_TASK DIRECTIONS_
Repeat each of the items below word for word, leaving nothing out and changing nothing.

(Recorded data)
——
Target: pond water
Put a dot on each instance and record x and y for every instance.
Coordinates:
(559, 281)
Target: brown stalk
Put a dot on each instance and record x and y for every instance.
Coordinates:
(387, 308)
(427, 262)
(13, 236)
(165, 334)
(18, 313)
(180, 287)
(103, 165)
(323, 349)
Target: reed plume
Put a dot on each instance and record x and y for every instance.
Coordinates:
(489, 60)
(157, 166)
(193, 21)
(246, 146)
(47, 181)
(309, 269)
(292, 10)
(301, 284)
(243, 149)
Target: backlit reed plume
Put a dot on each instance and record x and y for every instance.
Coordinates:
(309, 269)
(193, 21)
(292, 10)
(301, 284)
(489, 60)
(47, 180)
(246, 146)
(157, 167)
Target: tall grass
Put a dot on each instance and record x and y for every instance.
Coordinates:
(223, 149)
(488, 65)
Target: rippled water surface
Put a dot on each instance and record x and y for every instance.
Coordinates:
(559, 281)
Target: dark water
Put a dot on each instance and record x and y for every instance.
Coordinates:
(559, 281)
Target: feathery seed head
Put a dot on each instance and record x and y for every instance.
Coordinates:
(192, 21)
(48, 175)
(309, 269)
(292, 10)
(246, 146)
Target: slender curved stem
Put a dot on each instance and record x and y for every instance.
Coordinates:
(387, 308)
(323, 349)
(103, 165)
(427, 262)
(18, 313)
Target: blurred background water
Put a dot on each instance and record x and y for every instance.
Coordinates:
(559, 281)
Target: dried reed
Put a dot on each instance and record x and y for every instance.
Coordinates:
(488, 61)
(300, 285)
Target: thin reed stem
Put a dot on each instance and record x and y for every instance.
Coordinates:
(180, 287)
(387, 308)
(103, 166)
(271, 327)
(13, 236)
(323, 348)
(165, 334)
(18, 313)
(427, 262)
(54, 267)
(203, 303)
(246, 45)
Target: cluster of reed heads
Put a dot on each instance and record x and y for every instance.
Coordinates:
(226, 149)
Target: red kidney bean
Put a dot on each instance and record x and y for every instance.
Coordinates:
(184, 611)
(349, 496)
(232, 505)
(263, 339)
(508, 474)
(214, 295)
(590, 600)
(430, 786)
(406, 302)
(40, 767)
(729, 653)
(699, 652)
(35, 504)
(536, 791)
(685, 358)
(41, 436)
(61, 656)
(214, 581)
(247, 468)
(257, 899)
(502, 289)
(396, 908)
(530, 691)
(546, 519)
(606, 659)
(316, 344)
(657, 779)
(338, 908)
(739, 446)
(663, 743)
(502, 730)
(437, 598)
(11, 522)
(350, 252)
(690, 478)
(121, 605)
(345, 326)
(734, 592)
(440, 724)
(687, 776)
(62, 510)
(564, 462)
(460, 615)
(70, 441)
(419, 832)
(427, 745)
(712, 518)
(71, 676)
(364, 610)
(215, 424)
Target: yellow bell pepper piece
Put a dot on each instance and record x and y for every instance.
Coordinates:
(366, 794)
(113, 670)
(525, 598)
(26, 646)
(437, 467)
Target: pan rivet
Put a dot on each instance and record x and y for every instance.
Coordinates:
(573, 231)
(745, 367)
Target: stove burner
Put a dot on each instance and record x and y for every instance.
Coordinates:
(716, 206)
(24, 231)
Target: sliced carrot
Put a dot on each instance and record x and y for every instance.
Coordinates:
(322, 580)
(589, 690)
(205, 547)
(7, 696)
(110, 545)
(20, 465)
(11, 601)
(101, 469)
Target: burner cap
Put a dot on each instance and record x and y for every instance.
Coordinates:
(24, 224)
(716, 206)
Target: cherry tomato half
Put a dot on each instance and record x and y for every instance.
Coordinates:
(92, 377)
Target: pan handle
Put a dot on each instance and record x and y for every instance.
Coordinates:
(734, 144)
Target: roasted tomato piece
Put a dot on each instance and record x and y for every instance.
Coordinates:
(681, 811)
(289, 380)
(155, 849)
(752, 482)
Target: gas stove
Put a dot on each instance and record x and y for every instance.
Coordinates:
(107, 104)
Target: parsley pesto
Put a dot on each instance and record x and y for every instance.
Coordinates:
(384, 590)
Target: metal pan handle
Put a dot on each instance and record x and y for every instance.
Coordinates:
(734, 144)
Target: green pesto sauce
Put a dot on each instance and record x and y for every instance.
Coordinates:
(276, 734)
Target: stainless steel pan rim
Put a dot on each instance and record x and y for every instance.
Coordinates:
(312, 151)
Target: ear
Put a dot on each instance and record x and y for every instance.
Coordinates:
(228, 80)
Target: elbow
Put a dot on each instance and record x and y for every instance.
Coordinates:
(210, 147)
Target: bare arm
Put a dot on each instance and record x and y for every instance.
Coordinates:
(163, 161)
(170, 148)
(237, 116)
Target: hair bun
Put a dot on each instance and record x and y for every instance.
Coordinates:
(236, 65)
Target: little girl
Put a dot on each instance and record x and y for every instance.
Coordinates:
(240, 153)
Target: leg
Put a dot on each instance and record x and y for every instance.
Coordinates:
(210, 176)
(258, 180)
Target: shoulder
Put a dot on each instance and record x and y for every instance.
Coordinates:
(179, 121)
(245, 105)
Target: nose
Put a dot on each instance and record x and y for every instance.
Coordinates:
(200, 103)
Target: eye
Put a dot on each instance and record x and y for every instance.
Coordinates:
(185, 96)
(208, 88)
——
_FINISHED TASK_
Target: pond water
Put a dot on each instance and record x and y for every instance.
Coordinates:
(559, 281)
Target: brown stalk
Put a dot on each instance and record x and y for every instance.
Coordinates:
(387, 308)
(427, 262)
(13, 236)
(165, 334)
(18, 313)
(180, 287)
(103, 165)
(323, 349)
Target: reed plume
Put a dot on each instance and record x and y for every instance.
Coordinates:
(489, 60)
(157, 166)
(193, 21)
(246, 146)
(47, 181)
(309, 269)
(292, 10)
(301, 284)
(243, 149)
Target: backlit reed plume
Put a dot on each instance and record x and y for every instance.
Coordinates:
(309, 269)
(193, 21)
(292, 10)
(301, 284)
(489, 60)
(47, 180)
(246, 146)
(157, 167)
Target: tall grass
Put a dot on each instance and record x and y for every instance.
Coordinates:
(223, 149)
(488, 65)
Target: rippled water surface
Put a dot on each instance and record x and y for every instance.
Coordinates:
(559, 281)
Target: dark water
Put a dot on each instance and record x and y for every instance.
Coordinates:
(559, 281)
Target: feathery seed head
Put a dot on each instance and record x and y for every instance.
Coordinates:
(192, 21)
(48, 175)
(309, 269)
(292, 10)
(246, 146)
Target: slender curved stem
Put a dot on each instance and record x and y for every instance.
Coordinates:
(387, 308)
(323, 349)
(103, 165)
(427, 262)
(18, 313)
Target: blurred background water
Put a dot on each instance and record x and y for every instance.
Coordinates:
(559, 281)
Target: dried reed
Put a dot on each instance and record x and y for every instance.
Coordinates:
(488, 61)
(300, 285)
Target: thin reed stem
Put a dot on each instance and record x and y for every instance.
Coordinates:
(180, 287)
(387, 308)
(103, 166)
(271, 327)
(13, 236)
(323, 348)
(165, 334)
(18, 313)
(427, 262)
(54, 267)
(203, 303)
(246, 45)
Target: cluster of reed heads
Put a dot on each instance and record x and y for every instance.
Coordinates:
(226, 149)
Target: red kidney bean
Put a dot on each instance and record x and y for every instance.
Coordinates:
(184, 611)
(349, 496)
(232, 505)
(263, 339)
(508, 474)
(214, 295)
(590, 600)
(430, 786)
(406, 302)
(40, 767)
(729, 653)
(699, 652)
(35, 504)
(536, 791)
(685, 358)
(41, 436)
(61, 656)
(214, 581)
(247, 468)
(257, 899)
(502, 289)
(396, 908)
(530, 691)
(546, 519)
(606, 659)
(316, 344)
(657, 779)
(338, 908)
(739, 446)
(663, 743)
(502, 730)
(437, 598)
(11, 522)
(350, 252)
(690, 478)
(121, 605)
(345, 326)
(734, 592)
(440, 724)
(687, 776)
(62, 510)
(564, 462)
(460, 615)
(70, 441)
(419, 832)
(427, 745)
(712, 518)
(71, 676)
(364, 610)
(215, 424)
Target: yellow bell pepper piece
Put a dot on each instance and record x and y for every instance.
Coordinates:
(366, 794)
(113, 670)
(525, 598)
(26, 646)
(437, 467)
Target: pan rivet
Put a dot on each instance and record x and y for every instance.
Coordinates:
(573, 231)
(745, 367)
Target: stove burner
Put a dot on each instance and record x and y for every instance.
Coordinates:
(716, 206)
(24, 231)
Target: sliced carrot
Put a dot on each instance and record x and y for every instance.
Coordinates:
(322, 580)
(589, 690)
(205, 547)
(7, 696)
(110, 545)
(20, 465)
(11, 601)
(101, 469)
Target: burner cap
Put a dot on each instance and record x and y for every instance.
Coordinates:
(24, 224)
(716, 206)
Target: cherry tomato half
Put a dot on each instance and record x and y for every instance.
Coordinates:
(92, 377)
Target: pan handle
Put a dot on each instance and record x and y for every instance.
Coordinates:
(734, 144)
Target: roasted tomato piece
Put a dot on each instance and record x and y for every instance.
Coordinates:
(681, 811)
(289, 380)
(155, 849)
(752, 482)
Target: gas stove
Put a dot on each instance and record x and y for every instance.
Coordinates:
(107, 104)
Target: parsley pesto
Put a dot on each instance and record x and y for every instance.
Coordinates:
(384, 590)
Target: metal pan handle
Put a dot on each instance and record x and y for every instance.
Coordinates:
(734, 144)
Target: green pesto sauce
Put a dot on each instance and record x and y for every instance.
Coordinates:
(276, 734)
Target: stainless steel pan rim
Put a dot on each instance and record x and y for every instance.
Coordinates:
(312, 151)
Target: ear
Put a dot on each instance and record x and y for every instance.
Coordinates:
(228, 80)
Target: elbow
Put a dot on each instance and record x and y for every instance.
Coordinates:
(210, 147)
Target: bare arm
Put a dot on each instance and record x and y for every instance.
Coordinates:
(163, 161)
(170, 148)
(237, 116)
Target: hair bun
Put a dot on each instance and record x and y for every instance.
Coordinates:
(236, 65)
Target: little girl
Put a dot on each instance and record x and y for every instance.
Coordinates:
(240, 153)
Target: leg
Put a dot on each instance and record x and y for every instance.
Coordinates:
(210, 176)
(258, 180)
Target: shoulder
Put a dot on each instance and record x and y for every instance.
Coordinates:
(179, 121)
(245, 105)
Target: nose
Put a dot on each instance and record x and y for every instance.
Coordinates:
(200, 103)
Target: eye
Put a dot on each instance and record x and y for every instance.
Coordinates:
(185, 96)
(208, 88)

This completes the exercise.